> _WORK INSTRUCTION_
Answer with a bare number: the count of lines in the records below that have the word "then".

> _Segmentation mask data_
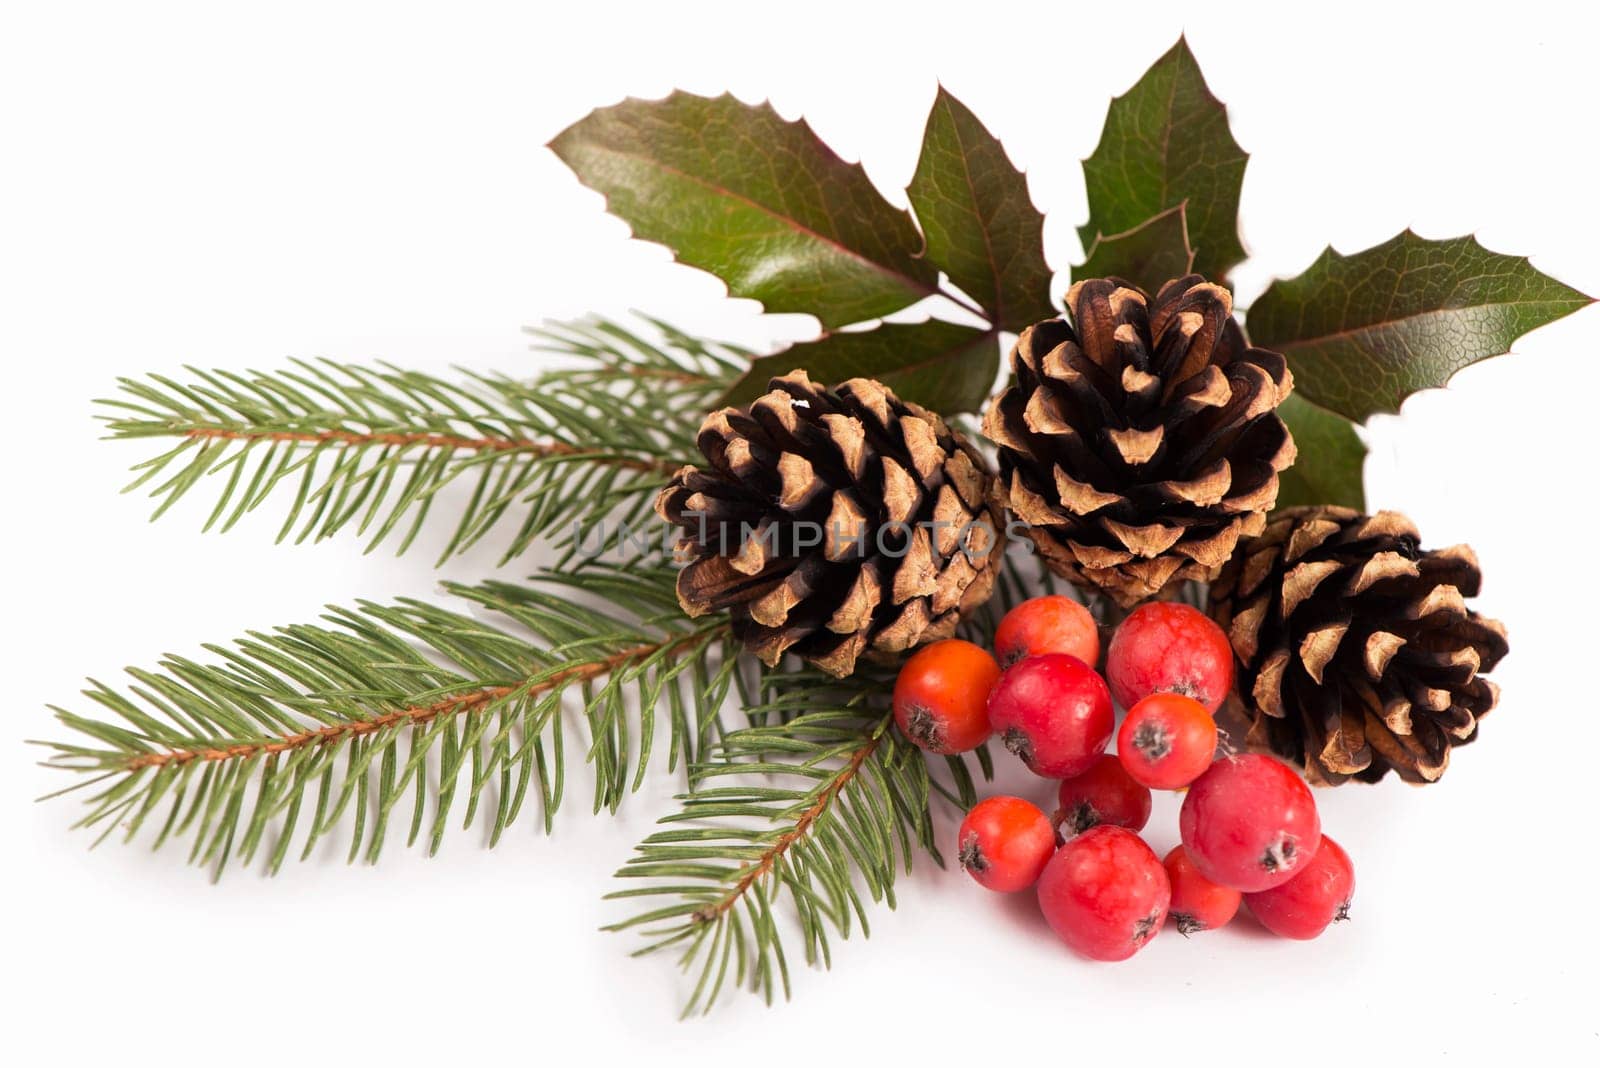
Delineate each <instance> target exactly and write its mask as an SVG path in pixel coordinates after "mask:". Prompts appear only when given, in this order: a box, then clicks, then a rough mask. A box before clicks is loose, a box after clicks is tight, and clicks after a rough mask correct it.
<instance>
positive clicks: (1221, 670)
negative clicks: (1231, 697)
mask: <svg viewBox="0 0 1600 1068" xmlns="http://www.w3.org/2000/svg"><path fill="white" fill-rule="evenodd" d="M1106 679H1107V681H1109V683H1110V692H1112V695H1114V697H1115V699H1117V703H1118V705H1122V707H1123V708H1133V707H1134V703H1138V702H1139V700H1141V699H1144V697H1149V695H1150V694H1160V692H1173V694H1182V695H1184V697H1194V699H1195V700H1198V702H1200V703H1202V705H1205V707H1206V710H1208V711H1216V710H1218V707H1219V705H1221V703H1222V699H1224V697H1227V691H1230V689H1232V687H1234V646H1230V644H1229V641H1227V635H1224V633H1222V628H1221V627H1218V625H1216V624H1214V622H1211V620H1210V619H1208V617H1206V616H1205V612H1202V611H1200V609H1197V608H1190V606H1187V604H1179V603H1176V601H1152V603H1150V604H1141V606H1139V608H1136V609H1133V612H1130V614H1128V619H1125V620H1122V625H1120V627H1118V628H1117V633H1115V635H1112V638H1110V649H1109V651H1107V654H1106Z"/></svg>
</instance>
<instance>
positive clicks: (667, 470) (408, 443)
mask: <svg viewBox="0 0 1600 1068" xmlns="http://www.w3.org/2000/svg"><path fill="white" fill-rule="evenodd" d="M182 436H186V438H197V440H210V441H298V443H302V444H339V446H362V444H397V446H402V448H408V446H422V448H427V449H474V451H478V452H510V451H520V452H539V454H541V456H590V454H594V449H582V448H579V446H576V444H566V443H565V441H533V440H531V438H467V436H458V435H451V433H357V432H355V430H230V428H227V427H194V428H190V430H186V432H184V435H182ZM597 459H598V457H597ZM605 462H606V464H611V465H614V467H626V468H629V470H637V472H656V473H667V475H670V473H672V472H675V470H677V468H678V464H674V462H672V460H640V459H634V457H627V456H618V457H606V459H605Z"/></svg>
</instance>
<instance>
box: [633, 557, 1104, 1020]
mask: <svg viewBox="0 0 1600 1068" xmlns="http://www.w3.org/2000/svg"><path fill="white" fill-rule="evenodd" d="M1035 572H1037V574H1035ZM1056 585H1058V584H1056V580H1054V577H1053V576H1050V572H1048V571H1045V568H1043V566H1042V561H1040V560H1038V558H1037V556H1034V555H1030V553H1019V555H1008V556H1006V560H1005V561H1003V564H1002V568H1000V572H998V576H997V580H995V593H994V596H992V600H990V601H989V603H987V604H986V606H982V608H981V609H979V611H978V612H974V614H973V616H971V617H970V619H968V620H966V622H963V624H962V632H960V633H962V636H965V638H968V640H971V641H978V643H981V644H986V646H987V644H990V641H992V638H994V627H995V624H997V620H998V619H1000V617H1002V616H1005V612H1008V611H1010V609H1011V608H1014V606H1016V604H1019V603H1021V601H1024V600H1027V598H1030V596H1038V595H1042V593H1051V592H1054V590H1056ZM1107 608H1109V604H1101V606H1096V611H1098V612H1101V614H1104V612H1106V611H1107ZM762 686H763V692H762V700H760V702H758V703H752V705H747V707H746V716H747V718H749V726H746V727H742V729H739V731H731V732H728V734H726V735H723V739H722V740H720V742H717V743H715V745H712V747H709V748H707V750H706V753H704V759H702V763H699V764H698V766H696V767H694V769H691V782H693V785H694V790H693V793H686V795H682V796H680V798H678V801H680V804H682V807H680V809H678V811H677V812H674V814H670V815H667V817H664V819H662V820H661V825H662V830H658V831H656V833H653V835H650V836H648V838H646V839H645V841H643V843H640V846H638V851H637V854H635V855H634V857H632V859H630V860H629V862H627V865H626V867H622V870H621V871H618V878H622V879H643V881H646V884H645V886H638V887H629V889H622V891H616V892H613V894H610V895H608V897H610V899H619V900H642V902H645V910H643V911H640V913H637V915H634V916H630V918H627V919H622V921H619V923H616V924H611V926H610V927H608V931H635V929H638V931H642V932H643V934H645V937H646V943H645V945H643V948H640V950H637V953H635V954H637V956H643V954H651V953H658V951H667V950H677V951H678V954H680V958H678V962H680V964H682V967H683V969H685V970H686V972H690V974H693V975H694V986H693V990H691V994H690V998H688V1001H686V1004H685V1009H683V1014H685V1015H691V1014H694V1012H696V1010H699V1012H709V1010H710V1007H712V1004H714V1002H715V1001H717V998H718V994H720V993H722V991H723V990H725V988H728V986H730V985H733V986H741V985H742V986H749V988H750V990H754V991H755V993H758V994H762V996H763V998H765V999H766V1001H768V1002H770V1001H771V999H773V994H774V993H779V991H781V993H782V994H784V998H787V996H789V956H787V951H786V948H784V945H786V943H784V937H786V934H784V932H786V929H787V931H789V932H790V937H794V934H795V932H798V937H800V940H802V956H803V959H805V962H806V964H811V966H814V964H822V966H827V964H829V962H830V954H829V937H830V932H832V934H837V935H838V937H845V938H848V937H850V935H851V932H853V931H856V929H859V931H861V932H862V935H866V934H869V919H867V900H870V902H872V903H885V905H888V907H890V908H893V907H894V881H896V876H898V873H899V871H902V870H904V871H907V873H909V871H910V870H912V860H914V857H915V855H917V852H918V851H920V852H925V854H928V855H930V857H931V859H933V860H934V863H938V865H941V867H942V865H944V859H942V857H941V854H939V849H938V844H936V841H934V836H933V823H931V815H930V806H931V799H933V796H934V795H938V796H939V798H942V799H946V801H947V803H949V804H950V806H954V809H955V811H962V812H965V811H966V809H968V807H971V806H973V804H976V803H978V785H976V777H974V771H973V767H971V766H970V763H968V756H970V758H971V761H973V763H976V764H978V769H976V771H978V774H979V775H982V779H984V780H989V779H992V777H994V766H992V763H990V755H989V750H987V747H979V748H978V750H976V751H974V753H971V755H966V756H947V758H944V759H942V761H938V763H934V764H930V758H926V756H925V755H923V753H922V750H917V748H915V747H914V745H910V742H907V740H906V737H904V735H901V734H899V732H898V731H896V729H894V716H893V713H891V711H890V708H888V697H890V694H891V691H893V686H894V670H893V668H883V667H874V665H858V670H856V673H854V675H853V676H850V678H848V679H835V678H829V676H826V675H821V673H816V671H795V673H787V675H768V676H765V678H763V681H762ZM934 767H941V769H942V771H944V772H947V775H949V779H947V780H946V777H944V775H936V774H933V769H934Z"/></svg>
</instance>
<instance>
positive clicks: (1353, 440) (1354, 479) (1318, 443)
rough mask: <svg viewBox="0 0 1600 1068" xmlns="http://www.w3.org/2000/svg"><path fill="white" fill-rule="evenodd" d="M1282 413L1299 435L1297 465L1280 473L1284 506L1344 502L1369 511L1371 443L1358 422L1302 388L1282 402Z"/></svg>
mask: <svg viewBox="0 0 1600 1068" xmlns="http://www.w3.org/2000/svg"><path fill="white" fill-rule="evenodd" d="M1278 416H1282V417H1283V422H1286V424H1288V427H1290V433H1293V435H1294V448H1296V449H1298V456H1296V457H1294V465H1293V467H1290V468H1288V470H1286V472H1283V473H1282V475H1278V504H1277V507H1280V508H1293V507H1296V505H1322V504H1341V505H1344V507H1347V508H1355V510H1357V512H1366V492H1365V488H1363V484H1362V467H1363V465H1365V464H1366V444H1365V443H1363V441H1362V438H1360V436H1358V435H1357V433H1355V424H1352V422H1350V420H1349V419H1346V417H1344V416H1338V414H1334V412H1331V411H1328V409H1326V408H1318V406H1317V404H1312V403H1310V401H1309V400H1306V398H1304V397H1301V395H1299V393H1298V392H1294V393H1290V397H1288V400H1285V401H1283V403H1282V404H1278Z"/></svg>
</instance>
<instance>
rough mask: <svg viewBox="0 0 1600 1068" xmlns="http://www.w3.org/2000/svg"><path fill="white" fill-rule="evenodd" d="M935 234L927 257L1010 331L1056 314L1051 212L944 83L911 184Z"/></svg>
mask: <svg viewBox="0 0 1600 1068" xmlns="http://www.w3.org/2000/svg"><path fill="white" fill-rule="evenodd" d="M906 192H907V195H909V197H910V206H912V209H914V211H915V213H917V221H918V222H922V232H923V233H925V235H926V240H928V259H930V261H933V262H934V264H936V265H938V267H941V269H942V270H944V273H947V275H949V277H950V281H954V283H955V285H957V286H960V288H962V291H963V293H966V294H968V296H970V297H973V299H974V301H978V304H981V305H982V309H984V310H986V312H989V317H990V321H994V323H995V325H997V326H1003V328H1006V329H1013V331H1019V329H1022V328H1024V326H1029V325H1032V323H1037V321H1038V320H1043V318H1051V317H1053V315H1054V313H1056V312H1054V309H1053V307H1051V305H1050V281H1051V272H1050V267H1048V265H1046V264H1045V216H1042V214H1040V213H1038V208H1035V206H1034V201H1032V200H1030V198H1029V195H1027V179H1026V177H1024V176H1022V173H1021V171H1018V169H1016V168H1014V166H1013V165H1011V160H1010V158H1008V157H1006V153H1005V149H1003V147H1002V145H1000V142H998V141H997V139H995V136H994V134H990V133H989V130H987V128H984V125H982V123H981V122H978V117H976V115H973V114H971V112H970V110H968V109H966V106H965V104H962V102H960V101H958V99H955V98H954V96H950V94H949V93H947V91H946V90H944V86H939V93H938V96H936V98H934V101H933V110H931V112H930V114H928V128H926V130H925V131H923V136H922V158H920V160H918V161H917V173H915V174H914V176H912V179H910V187H909V189H907V190H906Z"/></svg>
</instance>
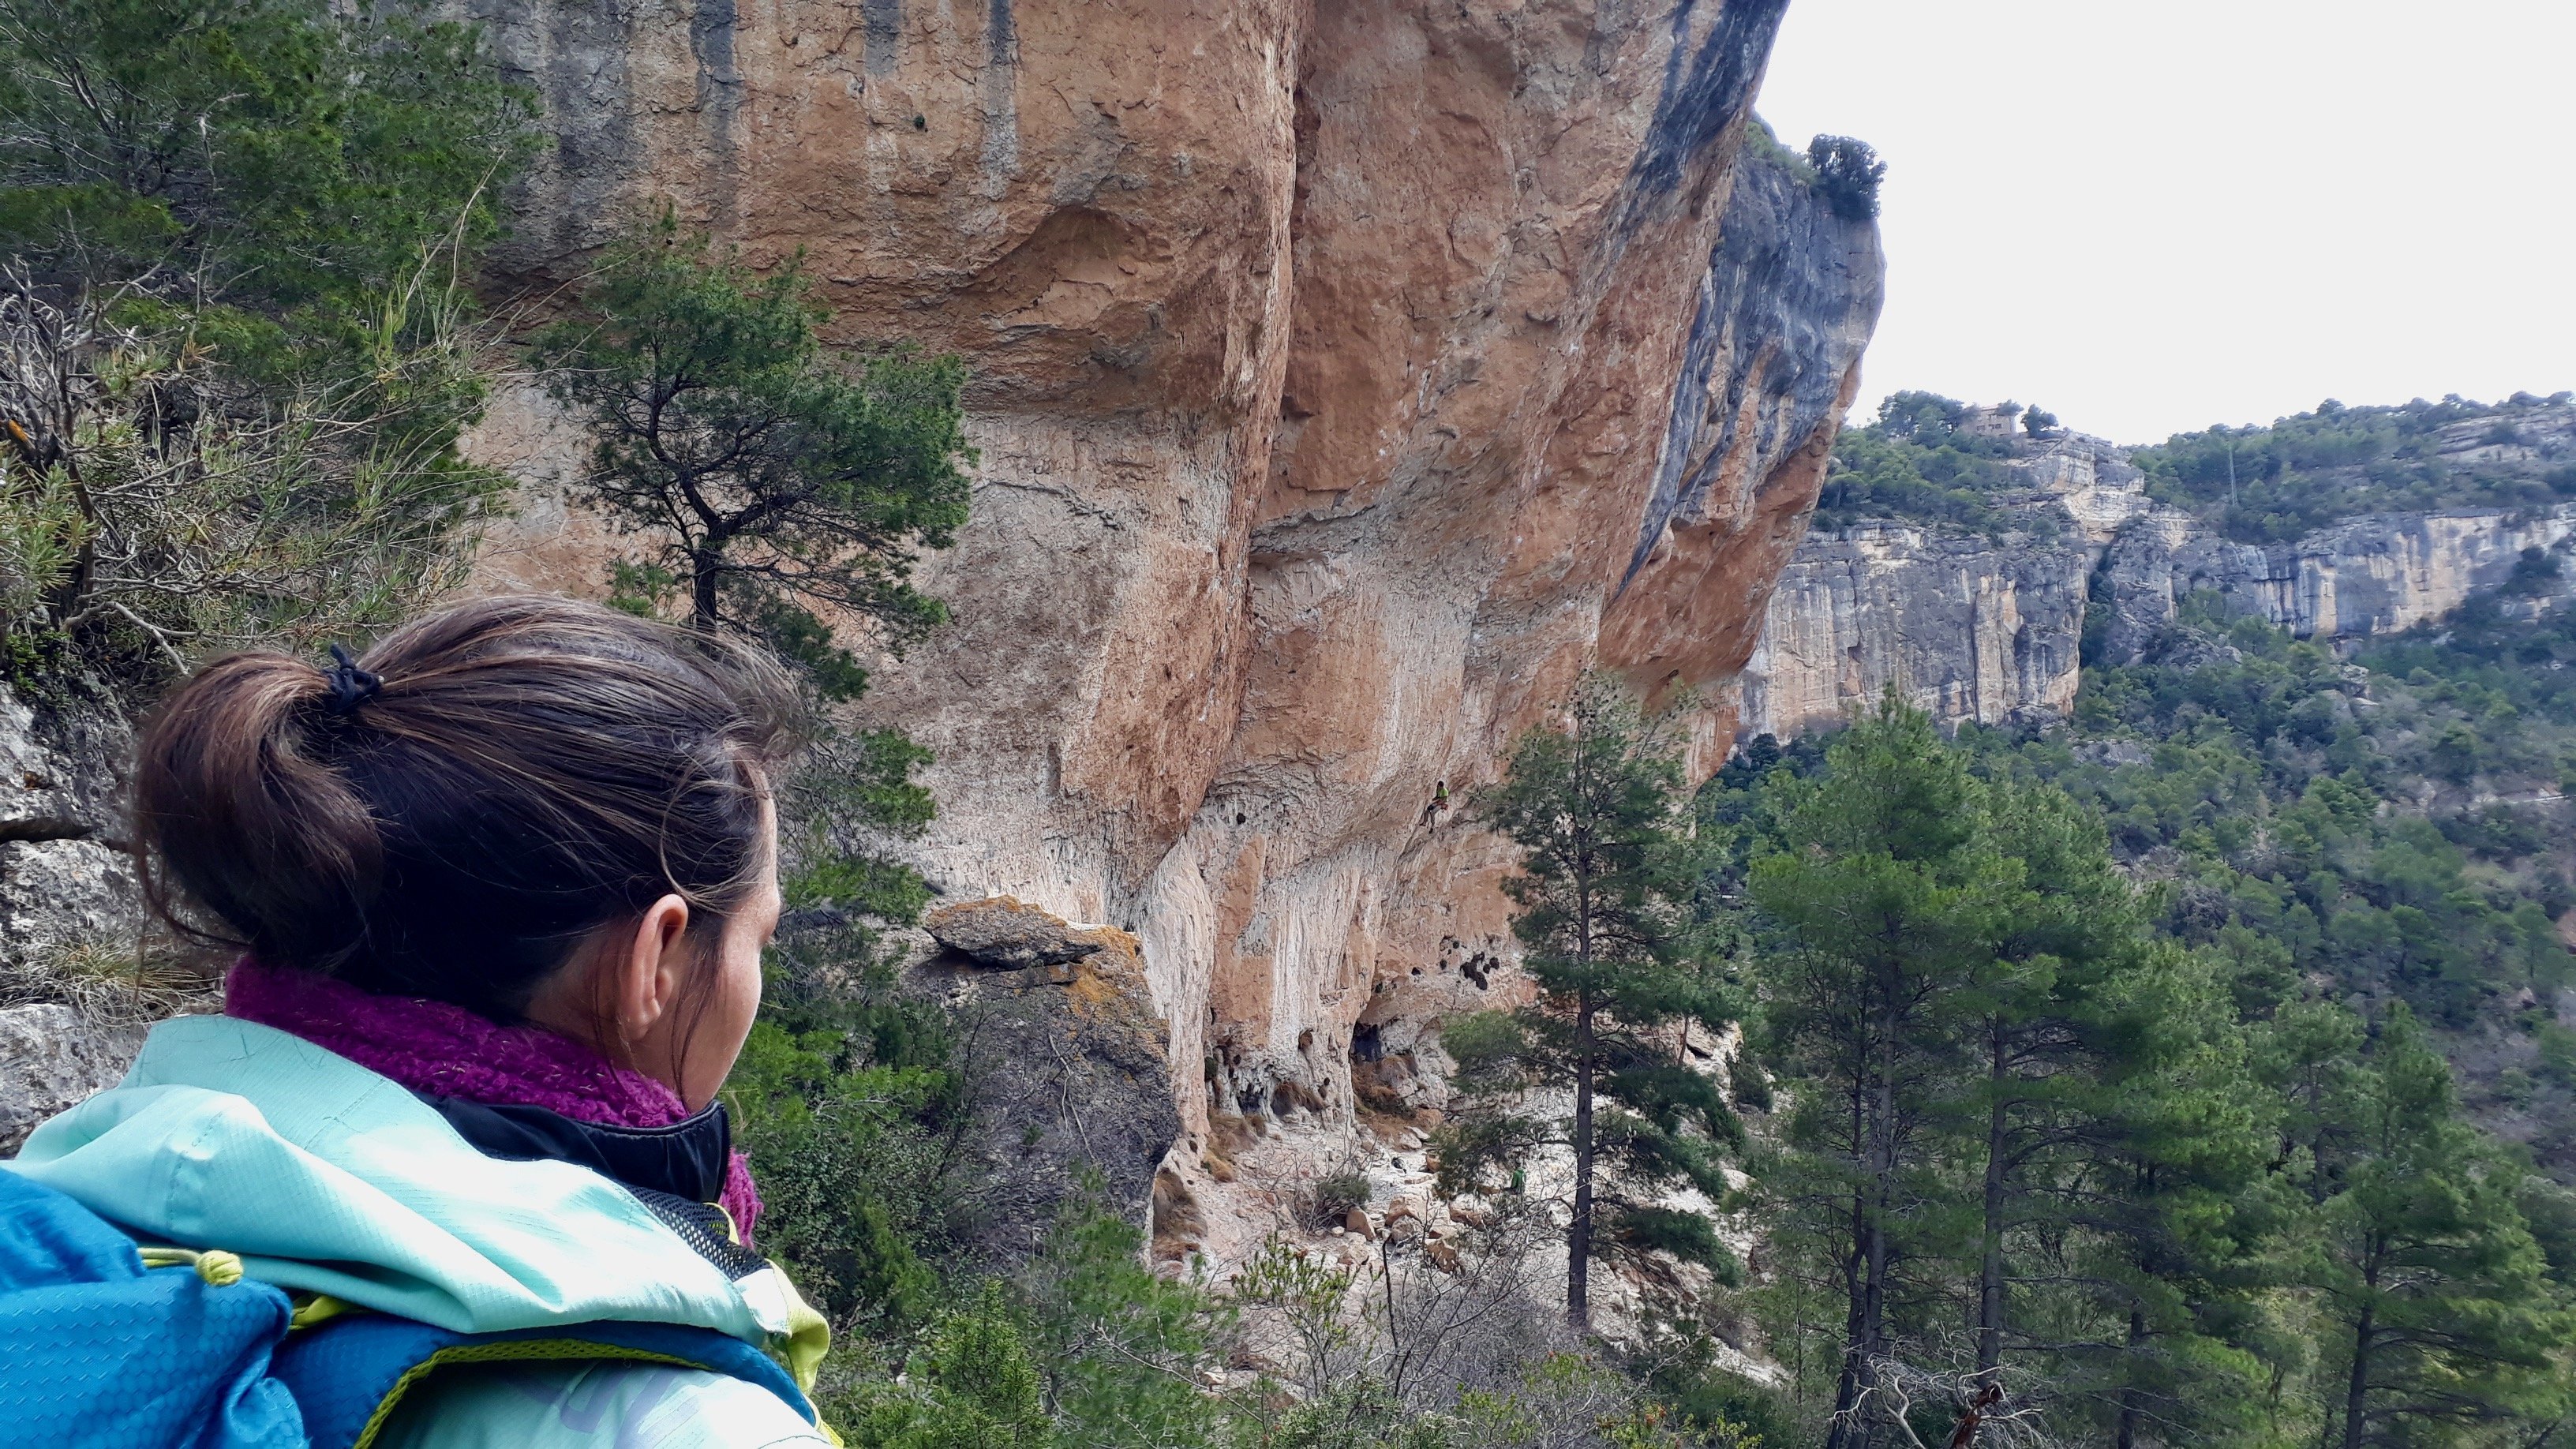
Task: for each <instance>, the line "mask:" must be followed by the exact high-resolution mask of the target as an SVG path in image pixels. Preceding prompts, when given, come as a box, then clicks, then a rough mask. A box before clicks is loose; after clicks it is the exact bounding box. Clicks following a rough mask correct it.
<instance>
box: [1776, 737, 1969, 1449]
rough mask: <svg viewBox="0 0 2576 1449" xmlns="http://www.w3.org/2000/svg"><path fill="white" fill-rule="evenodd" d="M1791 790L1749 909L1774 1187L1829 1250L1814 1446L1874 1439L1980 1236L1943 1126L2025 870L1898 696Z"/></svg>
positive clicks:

> _RESPONSE FOR THIS EXERCISE_
2